Quoted passage: Begin

The World Food Programme (WFP) warned on Thursday that drought, conflict and severe funding shortfalls are pushing millions into food insecurity across the country.
Around 6.5 million people are now experiencing crisis-level hunger or worse, nearly double the number recorded a year ago.
Of those, two million are facing emergency levels of food insecurity, while more than 1.8 million children are expected to suffer acute malnutrition this year.
Lack of funding
Although Somalia is better positioned to respond than during the country’s devastating 2022 drought crisis, humanitarian agencies say funding shortages are forcing major cutbacks.
The agency, which delivers nearly 90 per cent of food assistance in Somalia, said it had provided emergency cash transfers to 380,000 drought-affected people through Government-backed systems aimed at strengthening national social protection efforts.
However, WFP says it can now only reach one in ten people in urgent need. Emergency food assistance has already been suspended in several districts, while nutritional support for pregnant and breastfeeding women has been reduced.
In Gaza, ‘rats bite children in the night in their tents while they sleep’
To Gaza, where aid teams say that rats bite children as they sleep, as conditions continue to deteriorate amid ongoing airstrikes, shelling and gunfire.
The alert from UNRWA, the UN agency for Palestinians, also highlights how the devastated enclave’s already vulnerable population faces a “much higher risk of disease” because of repeated displacement, overcrowded tents, a lack of clean water and broken sanitation systems.
UNRWA is working closely with the UN World Health Organization and local partners to track the rise of skin infections and rodent infestations in tents.
The agency and partners are scaling up hygiene kit distribution but far more tents, insecticides and medications are needed urgently, amid ongoing delays to the most basic aid deliveries.
Stick to priorities
To mitigate risks of fire, sanitation workers must be allowed to remove waste from displacement sites and residential areas and transport it to Gaza’s designated landfills, according to the UN aid coordination office (OCHA).
With designated landfills becoming inaccessible during hostilities, the market has been used as a major solid waste dump, with trash now covering an entire city block and exceeding four flights in height.
Gaza’s two sanitary landfills are near the perimeter fence surrounding the Strip, where access needs to be enabled by Israeli authorities.
OCHA warns that restoring local services is hindered by restrictions on the entry of critical items into Gaza – and by movement restrictions impacting key humanitarian partners.
Ukraine: aid convoys deliver life-saving relief near the frontline
In Ukraine, the UN and partners are continuing to deliver vital aid in support of residents living near the front line and still enduring attacks by Russia, as part of its ongoing full-scale invasion.
UN aid coordination office, OCHA, said in an update that major urban centres in eastern Ukraine have suffered heavy bombardment, which have harmed civilians and first responders.

Quoted passage: End
Excerpted records: Begin

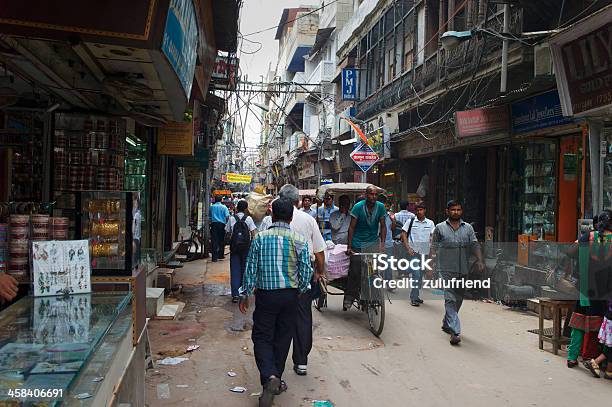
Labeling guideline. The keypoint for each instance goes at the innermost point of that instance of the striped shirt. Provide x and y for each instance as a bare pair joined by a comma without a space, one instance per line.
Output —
278,259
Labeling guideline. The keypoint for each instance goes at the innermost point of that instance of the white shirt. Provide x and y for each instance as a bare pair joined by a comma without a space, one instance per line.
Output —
266,222
420,235
229,227
305,225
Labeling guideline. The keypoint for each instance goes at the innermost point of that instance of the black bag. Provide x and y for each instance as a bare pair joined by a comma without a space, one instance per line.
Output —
240,241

Excerpted records: End

▸ Required tasks:
A) Say whether each statement agrees with the report on humanitarian crises in Somalia, Gaza and Ukraine. Answer yes or no for each, and quote the words from the report that decide it. (i) WFP can now reach only one in ten people in urgent need in Somalia. (ii) Gaza's two sanitary landfills lie in the middle of the Strip. (iii) The number of people experiencing crisis-level hunger or worse has nearly tripled in a year.
B) Go on with the report on humanitarian crises in Somalia, Gaza and Ukraine, writing what follows its final sentence.

▸ Answers to the exercise:
A)
(i) Yes: "WFP says it can now only reach one in ten people in urgent need."
(ii) No: "Gaza’s two sanitary landfills are near the perimeter fence surrounding the Strip"
(iii) No: "nearly double the number recorded a year ago."

B)
This week, humanitarian convoys reached residents in Kharkiv and Donetsk regions.
Matthias Schmale is the UN’s top aid official in Ukraine. Here he is now speaking from Sviatohirsk – a former tourist destination – which a humanitarian convoy reached on Tuesday.
“Before the full-scale invasion in 2022, I understand there were thousands of people living in this community. Now there is close to 300 left, so you can also in those terms measure the impact of this war on the population of a place that I understand once was at the core of a touristic area… All of that is gone now.”
UN delivers
With the help of the UN and NGOs, aid convoys have delivered solar lamps, medicine, construction materials and hygiene kits for the elderly.
There have been 20 humanitarian convoys to frontline communities so far this year, providing critical support to nearly 22,000 residents.
Across the country, approximately 30 civilians were killed and 170 injured on Tuesday and in the early hours of Wednesday, according to authorities.
Attacks came from glide bombs and missiles in the cities of Zaporizhzhia, Kramatorsk and Dnipro. Multiple residential buildings, a dormitory, an education facility and other civilian infrastructure were also damaged, OCHA said.
UN rights chief Türk warns Tunisia to end repression of journalists, civil society
UN human rights chief Volker Türk urged Tunisia on Thursday to halt what he described as widening repression against civil society groups, journalists, activists and opposition figures.
The intervention by the top UN official followed court-ordered suspensions against Avocats Sans Frontières – Lawyers Without Borders – and the Tunisian League for Human Rights.
Mr. Türk also criticised increasing restrictions on the media.
Wrongful arrest
He cited journalist Zied El Heni who was arrested last month under a law criminalising online communications deemed to “harm others”, while dozens of other journalists have faced prosecution and prison sentences.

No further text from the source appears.